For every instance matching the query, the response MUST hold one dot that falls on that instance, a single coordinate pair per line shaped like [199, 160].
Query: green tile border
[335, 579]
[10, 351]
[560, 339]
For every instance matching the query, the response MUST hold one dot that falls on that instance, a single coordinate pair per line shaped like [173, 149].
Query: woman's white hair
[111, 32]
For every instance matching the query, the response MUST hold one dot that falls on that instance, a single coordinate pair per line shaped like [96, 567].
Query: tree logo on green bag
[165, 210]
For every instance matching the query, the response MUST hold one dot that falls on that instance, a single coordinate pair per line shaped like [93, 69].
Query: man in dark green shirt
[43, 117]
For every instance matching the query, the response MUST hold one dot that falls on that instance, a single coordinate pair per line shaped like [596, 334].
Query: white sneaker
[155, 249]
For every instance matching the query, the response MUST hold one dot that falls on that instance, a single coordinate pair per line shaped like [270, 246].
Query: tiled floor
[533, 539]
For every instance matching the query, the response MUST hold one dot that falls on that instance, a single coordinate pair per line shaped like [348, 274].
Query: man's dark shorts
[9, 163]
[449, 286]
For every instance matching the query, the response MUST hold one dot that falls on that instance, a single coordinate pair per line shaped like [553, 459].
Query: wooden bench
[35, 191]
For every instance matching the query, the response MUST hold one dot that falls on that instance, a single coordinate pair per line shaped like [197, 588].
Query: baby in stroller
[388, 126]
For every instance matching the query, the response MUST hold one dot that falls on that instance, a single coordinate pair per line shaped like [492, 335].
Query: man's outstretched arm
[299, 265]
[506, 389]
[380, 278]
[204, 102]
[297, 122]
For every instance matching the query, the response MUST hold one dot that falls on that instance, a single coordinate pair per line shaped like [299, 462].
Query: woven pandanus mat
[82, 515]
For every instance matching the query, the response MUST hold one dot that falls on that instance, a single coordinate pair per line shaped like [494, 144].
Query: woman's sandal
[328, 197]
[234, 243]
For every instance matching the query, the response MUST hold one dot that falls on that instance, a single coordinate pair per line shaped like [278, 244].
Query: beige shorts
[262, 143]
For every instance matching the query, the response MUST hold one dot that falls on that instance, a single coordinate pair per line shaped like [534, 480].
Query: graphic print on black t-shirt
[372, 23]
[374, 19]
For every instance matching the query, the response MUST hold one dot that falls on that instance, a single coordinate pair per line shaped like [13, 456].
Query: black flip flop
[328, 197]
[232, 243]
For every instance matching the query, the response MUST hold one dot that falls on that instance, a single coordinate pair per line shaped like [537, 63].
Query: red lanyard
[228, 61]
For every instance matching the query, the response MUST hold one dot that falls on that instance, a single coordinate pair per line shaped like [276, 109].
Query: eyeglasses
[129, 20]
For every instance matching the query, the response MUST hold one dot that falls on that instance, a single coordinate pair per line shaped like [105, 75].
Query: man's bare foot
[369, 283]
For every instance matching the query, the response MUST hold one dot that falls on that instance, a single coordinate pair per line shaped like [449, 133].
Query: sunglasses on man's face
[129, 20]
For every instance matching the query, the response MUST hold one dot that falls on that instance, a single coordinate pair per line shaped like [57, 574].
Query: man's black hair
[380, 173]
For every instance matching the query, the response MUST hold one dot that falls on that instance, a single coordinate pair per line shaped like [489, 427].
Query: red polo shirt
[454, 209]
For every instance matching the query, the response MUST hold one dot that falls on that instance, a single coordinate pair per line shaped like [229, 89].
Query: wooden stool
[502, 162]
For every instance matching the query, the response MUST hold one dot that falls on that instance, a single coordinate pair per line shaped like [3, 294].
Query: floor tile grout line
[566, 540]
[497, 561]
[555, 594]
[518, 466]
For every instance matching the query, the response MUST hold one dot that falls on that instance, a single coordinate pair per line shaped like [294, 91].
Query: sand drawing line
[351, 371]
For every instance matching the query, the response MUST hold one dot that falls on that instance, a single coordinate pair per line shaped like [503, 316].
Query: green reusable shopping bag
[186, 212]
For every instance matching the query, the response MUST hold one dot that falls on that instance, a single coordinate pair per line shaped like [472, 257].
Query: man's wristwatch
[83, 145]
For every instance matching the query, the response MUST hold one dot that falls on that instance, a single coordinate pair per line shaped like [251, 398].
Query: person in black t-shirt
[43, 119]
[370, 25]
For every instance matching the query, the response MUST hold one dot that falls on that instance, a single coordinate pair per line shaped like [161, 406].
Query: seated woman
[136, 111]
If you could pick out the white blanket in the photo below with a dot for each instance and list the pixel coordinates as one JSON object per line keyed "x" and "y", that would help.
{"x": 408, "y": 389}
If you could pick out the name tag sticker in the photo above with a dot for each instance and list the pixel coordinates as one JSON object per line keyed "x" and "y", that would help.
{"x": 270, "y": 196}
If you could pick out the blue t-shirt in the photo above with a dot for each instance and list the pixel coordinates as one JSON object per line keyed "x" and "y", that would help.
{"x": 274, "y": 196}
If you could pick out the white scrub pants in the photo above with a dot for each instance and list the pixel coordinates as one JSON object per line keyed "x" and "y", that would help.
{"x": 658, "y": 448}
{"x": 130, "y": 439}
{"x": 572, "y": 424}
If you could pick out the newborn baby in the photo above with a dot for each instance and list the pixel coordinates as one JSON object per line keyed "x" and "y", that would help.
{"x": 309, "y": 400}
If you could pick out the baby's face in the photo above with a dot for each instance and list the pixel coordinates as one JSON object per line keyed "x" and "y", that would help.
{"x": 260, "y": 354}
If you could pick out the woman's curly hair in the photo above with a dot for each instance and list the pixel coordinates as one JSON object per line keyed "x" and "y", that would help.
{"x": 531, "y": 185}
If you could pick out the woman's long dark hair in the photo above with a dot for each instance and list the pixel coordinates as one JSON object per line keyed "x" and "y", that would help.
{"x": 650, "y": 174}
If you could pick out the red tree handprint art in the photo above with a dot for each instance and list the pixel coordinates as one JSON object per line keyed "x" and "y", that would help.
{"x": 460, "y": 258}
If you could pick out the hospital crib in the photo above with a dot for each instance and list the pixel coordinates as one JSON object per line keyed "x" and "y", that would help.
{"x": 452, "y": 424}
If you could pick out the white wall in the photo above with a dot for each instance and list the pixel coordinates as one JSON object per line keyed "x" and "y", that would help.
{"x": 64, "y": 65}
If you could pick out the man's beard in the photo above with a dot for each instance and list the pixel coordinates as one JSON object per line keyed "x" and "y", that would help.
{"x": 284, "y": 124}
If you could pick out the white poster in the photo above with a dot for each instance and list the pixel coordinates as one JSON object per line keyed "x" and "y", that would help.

-.-.-

Your task is to return the full listing exactly as it was given.

For every instance matching the query, the response MUST hold one dot that falls on that instance, a single coordinate pair per line shaped like [199, 160].
Query: green tile border
[335, 579]
[10, 351]
[560, 339]
For every instance matching the query, the response MUST hold one dot that falls on that instance, a single coordinate pair per line shaped like [173, 149].
Query: woman's white hair
[111, 32]
For every instance matching the query, the response MUST hold one dot that falls on that instance, a single coordinate pair per line shaped like [96, 567].
Query: tree logo on green bag
[165, 210]
For every instance matching the query, the response MUST hold one dot that falls on that instance, a single coordinate pair per line shaped like [93, 69].
Query: man in dark green shirt
[43, 117]
For every instance matching the query, the response MUST hold one dot that falls on that instance, a single coordinate pair per line shaped like [596, 334].
Query: white sneaker
[155, 249]
For every instance matching the query, the response MUST hold one dot that falls on that instance, a single coordinate pair per line shaped like [270, 246].
Query: tiled floor
[533, 539]
For every instance matching the query, the response MUST hold one dot that falls on that instance, a single coordinate pair per line shaped like [348, 274].
Query: man's dark shorts
[9, 163]
[449, 286]
For every instance matching the query, the response MUST hold one dot that falls on that instance, a single coordinate pair per line shaped like [553, 459].
Query: wooden bench
[35, 191]
For every instance matching the query, the response MUST hold one dot that falls on that instance, a single coordinate pair per line shaped like [197, 588].
Query: baby in stroller
[388, 126]
For every instance matching the query, the response MUST hold one dot that falls on that instance, a single coordinate pair per line shaped like [492, 335].
Query: man's outstretched arm
[299, 265]
[506, 389]
[380, 278]
[204, 102]
[297, 122]
For every instance matching the query, the response MUST hold one dot that falls on that instance, a single coordinate pair per line shaped like [299, 462].
Query: woven pandanus mat
[82, 515]
For every instance matching the query, the response MUST hold one dot that falls on that instance, a single coordinate pair per line shaped like [494, 144].
Query: woman's sandal
[328, 197]
[234, 243]
For every instance matching the query, the response MUST hold one dot that falls on that instance, a single coordinate pair per line shaped like [278, 244].
Query: beige shorts
[262, 143]
For every instance matching the query, the response MUST hold one dot that falls on that instance, a single coordinate pair per line shaped like [534, 480].
Query: graphic print on black t-shirt
[372, 23]
[374, 19]
For every instance matching the query, the response MUST hold one dot that falls on that instance, a single coordinate pair per line shaped like [13, 456].
Query: black flip flop
[328, 197]
[232, 243]
For every instance matching the query, the response MUST hold one dot that falls on that instance, a single coordinate pair per line shaped like [537, 63].
Query: red lanyard
[228, 61]
For every instance matching the query, the response MUST hold one dot that falls on that instance, a single coordinate pair per line shaped like [276, 109].
Query: eyeglasses
[129, 20]
For every instance matching the query, the response MUST hold one dot that falls on that instance, a single coordinate pair per line shaped like [105, 75].
Query: man's bare foot
[369, 283]
For every instance matching the query, the response MUST hold one dot that falls on that instance, a single coordinate pair per line shaped like [449, 133].
Query: sunglasses on man's face
[129, 20]
For every instance matching the query, the response MUST hold one dot that falls on that instance, a single coordinate pair per line shaped like [57, 574].
Query: man's black hair
[380, 173]
For every instance matching the query, the response MUST hold one dot that falls on that instance, a single coordinate pair per line shaped like [489, 427].
Query: red polo shirt
[454, 209]
For every instance matching the query, the response MUST hold one dot that falls on that instance, a single coordinate pair per line shaped like [229, 89].
Query: wooden stool
[502, 162]
For every instance matching the query, the response MUST hold one dot that falls on that instance, a single coordinate pair per line shaped like [3, 294].
Query: floor tile grout line
[566, 540]
[497, 561]
[555, 594]
[518, 466]
For every instance matching the query, the response MUST hold one dot that falls on that instance, a single coordinate pair per line shaped like [294, 91].
Query: sand drawing line
[351, 371]
For every instance matching the query, the response MUST hold one dot that falls on that instance, a single coordinate pair per line shaped like [503, 316].
Query: green reusable shopping bag
[186, 212]
For every instance matching the query, the response MUST hold one dot that falls on that instance, a single coordinate pair per line shaped like [472, 257].
Query: man's wristwatch
[83, 145]
For every instance matching the query, the response MUST hold one dot that falls on that instance, a single coordinate pair per line shaped like [251, 398].
Query: person in black t-shirt
[43, 119]
[370, 25]
For every instance matching the query, the response MUST hold one dot that falls on that instance, a single coordinate pair per line shaped like [161, 406].
Query: seated woman
[136, 111]
If you could pick out the white blanket in the photo below with a dot for each instance and list the pixel coordinates as one JSON object per line keyed "x" and "y", that would help.
{"x": 408, "y": 389}
If you could pick out the name tag sticker in the photo above with a dot for each instance and list the pixel coordinates as one JSON object per line keyed "x" and "y", that would help.
{"x": 270, "y": 196}
If you could pick out the blue t-shirt in the photo above with a dot for each instance and list the pixel coordinates as one JSON object per line keyed "x" and "y", that would help.
{"x": 274, "y": 196}
If you could pick out the white scrub pants in the photo above with a dot for each instance and list the pixel coordinates as one JSON object per line keyed "x" and "y", that would help.
{"x": 658, "y": 448}
{"x": 130, "y": 439}
{"x": 572, "y": 424}
If you could pick out the newborn baby in the photo above with a dot for each instance and list the pixel coordinates as one JSON object per line keyed "x" and "y", that would help.
{"x": 309, "y": 400}
If you could pick out the baby's face in the photo above with a dot for each instance and list the pixel coordinates as one JSON object per line keyed "x" and "y", that would help.
{"x": 260, "y": 354}
If you could pick out the woman's curly hair in the photo above with a dot for each instance and list the pixel coordinates as one JSON object per line keyed "x" and "y", that would help.
{"x": 531, "y": 185}
If you could pick out the woman's long dark hair in the photo above with a dot for each instance and list the pixel coordinates as one JSON object per line keyed "x" and "y", that would help.
{"x": 650, "y": 174}
If you could pick out the red tree handprint art in the photo above with a dot for each instance and list the pixel coordinates as one JSON object per line keyed "x" and "y", that would help.
{"x": 460, "y": 258}
If you could pick out the hospital crib in the photo above with a dot for each instance and list the pixel coordinates as one JSON object per line keyed "x" and "y", that would help.
{"x": 452, "y": 424}
If you could pick out the white wall in the photo above with a dot for each instance and list the pixel coordinates as one JSON object per line keyed "x" and "y", that would help.
{"x": 64, "y": 65}
If you could pick out the man's beard in the photo above with a dot for each instance and list the pixel coordinates as one JSON object per line keyed "x" and "y", that would help.
{"x": 284, "y": 124}
If you could pick out the white poster in the photo above with a dot for each instance and list the pixel coordinates as one JSON object per line keyed "x" and "y", that would help.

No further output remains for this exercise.